> _Instructions for the task_
Duplicate the passage of the standing meditation text starting at "Check the posture" and ending at "more at home.".

> _Document section_
-- start --

Bring up the sense that where you stand is completely safe and supportive. You may know this in your head, but not in your chest, throat or shoulders. So gradually survey the body, then sense this through the skin, being conscious of ‘touching’ the space around you. Allow the body to fully feel and acknowledge that the space in front, then above, and then behind, is unobstructed and non-intrusive. Develop the theme; for example, ask yourself: ‘What is behind me?’ And then reflect: ‘Behind me is strong support. Nothing to ward off. Acknowledge that above your head is perfect open space. Relax around your forehead and eyes and try to sense that space through your scalp. Linger in the realization: ‘Nothing holding me down.’

Check the posture from time to time to keep the legs, chest, shoulders and abdomen from tightening up; keep the knees soft, letting the ground beneath you carry the body’s weight. Let the body explore the sense of being supported by the ground beneath. It will relax, find stability, and the breathing will become fuller and its rhythms will help to receive and release any stress. A sense of fully occupying the surrounding space will arise. You may feel a little larger and more at home.

-- end --

> _Data provided_
-- start --

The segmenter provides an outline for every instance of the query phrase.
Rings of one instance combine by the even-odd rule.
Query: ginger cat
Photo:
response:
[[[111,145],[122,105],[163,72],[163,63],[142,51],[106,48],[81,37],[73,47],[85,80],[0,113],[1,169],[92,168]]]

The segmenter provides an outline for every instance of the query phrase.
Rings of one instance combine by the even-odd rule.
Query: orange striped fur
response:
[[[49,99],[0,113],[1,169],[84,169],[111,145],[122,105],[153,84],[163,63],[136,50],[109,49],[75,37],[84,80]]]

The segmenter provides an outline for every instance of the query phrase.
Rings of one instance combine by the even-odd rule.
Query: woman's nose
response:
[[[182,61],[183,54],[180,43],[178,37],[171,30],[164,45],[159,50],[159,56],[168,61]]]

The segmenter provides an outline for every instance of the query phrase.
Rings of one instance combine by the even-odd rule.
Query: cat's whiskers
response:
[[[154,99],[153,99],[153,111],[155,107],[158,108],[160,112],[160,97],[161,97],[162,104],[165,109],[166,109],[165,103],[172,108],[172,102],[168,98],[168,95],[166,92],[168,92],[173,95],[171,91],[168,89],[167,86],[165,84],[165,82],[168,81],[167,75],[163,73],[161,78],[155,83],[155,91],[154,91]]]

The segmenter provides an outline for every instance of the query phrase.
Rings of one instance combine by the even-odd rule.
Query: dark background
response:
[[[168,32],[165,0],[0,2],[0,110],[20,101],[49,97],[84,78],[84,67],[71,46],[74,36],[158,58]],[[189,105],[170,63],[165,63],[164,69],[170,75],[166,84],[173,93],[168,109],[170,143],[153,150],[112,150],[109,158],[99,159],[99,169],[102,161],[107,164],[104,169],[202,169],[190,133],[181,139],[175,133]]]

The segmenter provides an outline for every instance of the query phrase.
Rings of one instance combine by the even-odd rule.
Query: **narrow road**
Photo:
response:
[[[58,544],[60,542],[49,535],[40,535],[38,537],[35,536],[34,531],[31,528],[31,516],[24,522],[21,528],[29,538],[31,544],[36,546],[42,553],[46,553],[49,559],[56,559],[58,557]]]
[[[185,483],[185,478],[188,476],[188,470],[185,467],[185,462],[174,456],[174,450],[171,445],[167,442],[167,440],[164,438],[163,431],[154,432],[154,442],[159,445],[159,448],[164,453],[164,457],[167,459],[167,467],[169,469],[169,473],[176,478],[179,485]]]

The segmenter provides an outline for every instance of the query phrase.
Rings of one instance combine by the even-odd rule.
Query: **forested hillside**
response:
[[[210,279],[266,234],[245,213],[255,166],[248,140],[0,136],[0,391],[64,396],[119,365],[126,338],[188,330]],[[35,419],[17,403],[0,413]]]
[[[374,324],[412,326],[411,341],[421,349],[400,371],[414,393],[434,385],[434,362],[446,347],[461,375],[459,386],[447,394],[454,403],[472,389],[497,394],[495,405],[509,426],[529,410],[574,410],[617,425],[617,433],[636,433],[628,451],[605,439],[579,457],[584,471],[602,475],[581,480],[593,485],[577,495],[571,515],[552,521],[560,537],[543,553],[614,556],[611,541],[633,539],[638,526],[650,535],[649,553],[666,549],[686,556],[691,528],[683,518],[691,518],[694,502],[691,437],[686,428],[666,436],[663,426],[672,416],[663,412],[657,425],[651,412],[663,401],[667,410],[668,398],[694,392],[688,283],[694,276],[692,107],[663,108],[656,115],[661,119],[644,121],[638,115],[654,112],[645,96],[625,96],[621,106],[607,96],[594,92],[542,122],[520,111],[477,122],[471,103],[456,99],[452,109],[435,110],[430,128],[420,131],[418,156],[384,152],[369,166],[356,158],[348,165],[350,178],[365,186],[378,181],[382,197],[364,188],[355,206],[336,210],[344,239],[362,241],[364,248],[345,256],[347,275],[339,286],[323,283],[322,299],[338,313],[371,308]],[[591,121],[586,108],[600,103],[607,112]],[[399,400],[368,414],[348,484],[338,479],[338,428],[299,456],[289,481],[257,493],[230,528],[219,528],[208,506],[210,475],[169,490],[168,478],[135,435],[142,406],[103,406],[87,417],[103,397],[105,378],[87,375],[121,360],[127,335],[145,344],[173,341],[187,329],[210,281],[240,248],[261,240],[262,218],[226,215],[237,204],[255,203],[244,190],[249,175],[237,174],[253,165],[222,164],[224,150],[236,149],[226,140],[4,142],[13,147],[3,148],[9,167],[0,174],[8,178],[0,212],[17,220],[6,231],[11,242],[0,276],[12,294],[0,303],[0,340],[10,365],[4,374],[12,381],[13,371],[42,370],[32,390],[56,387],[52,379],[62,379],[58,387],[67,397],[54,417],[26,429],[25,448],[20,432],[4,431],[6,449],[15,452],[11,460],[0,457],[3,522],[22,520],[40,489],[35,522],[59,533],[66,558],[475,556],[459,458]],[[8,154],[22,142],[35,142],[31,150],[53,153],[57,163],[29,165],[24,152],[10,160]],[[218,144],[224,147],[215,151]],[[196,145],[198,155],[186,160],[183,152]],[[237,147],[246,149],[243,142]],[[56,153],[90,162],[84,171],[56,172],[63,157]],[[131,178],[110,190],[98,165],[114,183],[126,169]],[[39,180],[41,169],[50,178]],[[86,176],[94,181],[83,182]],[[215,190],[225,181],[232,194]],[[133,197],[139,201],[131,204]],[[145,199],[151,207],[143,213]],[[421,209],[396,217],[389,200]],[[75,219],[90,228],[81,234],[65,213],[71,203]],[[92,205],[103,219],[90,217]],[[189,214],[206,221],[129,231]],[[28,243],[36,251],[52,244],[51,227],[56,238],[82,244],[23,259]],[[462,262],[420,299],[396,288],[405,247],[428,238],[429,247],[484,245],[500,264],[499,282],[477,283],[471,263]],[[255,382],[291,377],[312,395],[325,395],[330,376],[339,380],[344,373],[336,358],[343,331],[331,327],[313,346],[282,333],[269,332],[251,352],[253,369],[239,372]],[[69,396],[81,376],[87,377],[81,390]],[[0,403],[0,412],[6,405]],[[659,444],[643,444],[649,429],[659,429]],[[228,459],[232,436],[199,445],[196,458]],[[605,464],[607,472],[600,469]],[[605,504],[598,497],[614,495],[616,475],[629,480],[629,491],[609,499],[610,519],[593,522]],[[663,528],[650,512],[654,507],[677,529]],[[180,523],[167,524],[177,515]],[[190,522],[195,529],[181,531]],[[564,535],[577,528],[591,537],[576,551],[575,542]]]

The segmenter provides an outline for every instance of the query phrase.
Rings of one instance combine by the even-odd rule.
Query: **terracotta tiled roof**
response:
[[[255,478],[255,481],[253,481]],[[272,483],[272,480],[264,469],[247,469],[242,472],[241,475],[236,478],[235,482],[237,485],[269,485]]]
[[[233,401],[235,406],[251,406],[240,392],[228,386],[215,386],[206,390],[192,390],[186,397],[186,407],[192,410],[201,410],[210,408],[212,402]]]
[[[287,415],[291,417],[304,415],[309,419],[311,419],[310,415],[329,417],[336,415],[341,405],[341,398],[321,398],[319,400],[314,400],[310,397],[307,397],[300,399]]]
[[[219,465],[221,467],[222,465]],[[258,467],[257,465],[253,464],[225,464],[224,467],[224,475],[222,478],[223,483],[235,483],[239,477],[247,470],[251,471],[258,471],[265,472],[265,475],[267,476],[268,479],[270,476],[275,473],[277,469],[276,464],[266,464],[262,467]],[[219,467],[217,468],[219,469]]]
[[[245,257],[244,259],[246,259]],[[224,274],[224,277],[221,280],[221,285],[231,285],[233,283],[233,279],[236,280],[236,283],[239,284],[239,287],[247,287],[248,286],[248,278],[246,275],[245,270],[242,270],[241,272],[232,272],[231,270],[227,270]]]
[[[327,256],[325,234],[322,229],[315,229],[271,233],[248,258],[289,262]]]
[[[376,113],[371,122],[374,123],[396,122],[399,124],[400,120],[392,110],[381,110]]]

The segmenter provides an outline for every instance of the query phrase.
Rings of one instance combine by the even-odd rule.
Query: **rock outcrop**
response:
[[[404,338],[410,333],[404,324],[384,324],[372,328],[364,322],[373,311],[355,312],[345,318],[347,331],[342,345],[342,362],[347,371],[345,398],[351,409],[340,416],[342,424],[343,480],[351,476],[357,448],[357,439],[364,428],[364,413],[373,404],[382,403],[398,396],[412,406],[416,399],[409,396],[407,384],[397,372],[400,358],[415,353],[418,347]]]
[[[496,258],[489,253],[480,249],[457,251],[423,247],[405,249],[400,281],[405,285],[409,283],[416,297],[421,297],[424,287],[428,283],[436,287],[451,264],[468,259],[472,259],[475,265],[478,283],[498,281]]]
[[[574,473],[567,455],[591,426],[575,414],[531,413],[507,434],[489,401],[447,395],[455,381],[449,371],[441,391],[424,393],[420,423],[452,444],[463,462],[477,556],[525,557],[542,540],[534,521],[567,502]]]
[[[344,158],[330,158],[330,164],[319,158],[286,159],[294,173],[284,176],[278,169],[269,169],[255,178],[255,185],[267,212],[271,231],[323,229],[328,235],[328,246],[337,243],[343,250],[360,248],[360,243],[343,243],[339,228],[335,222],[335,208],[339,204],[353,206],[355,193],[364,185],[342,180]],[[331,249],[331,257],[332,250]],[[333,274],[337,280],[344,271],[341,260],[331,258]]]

-- end --

> _Worked answer_
Check the posture from time to time to keep the legs, chest, shoulders and abdomen from tightening up; keep the knees soft, letting the ground beneath you carry the body’s weight. Let the body explore the sense of being supported by the ground beneath. It will relax, find stability, and the breathing will become fuller and its rhythms will help to receive and release any stress. A sense of fully occupying the surrounding space will arise. You may feel a little larger and more at home.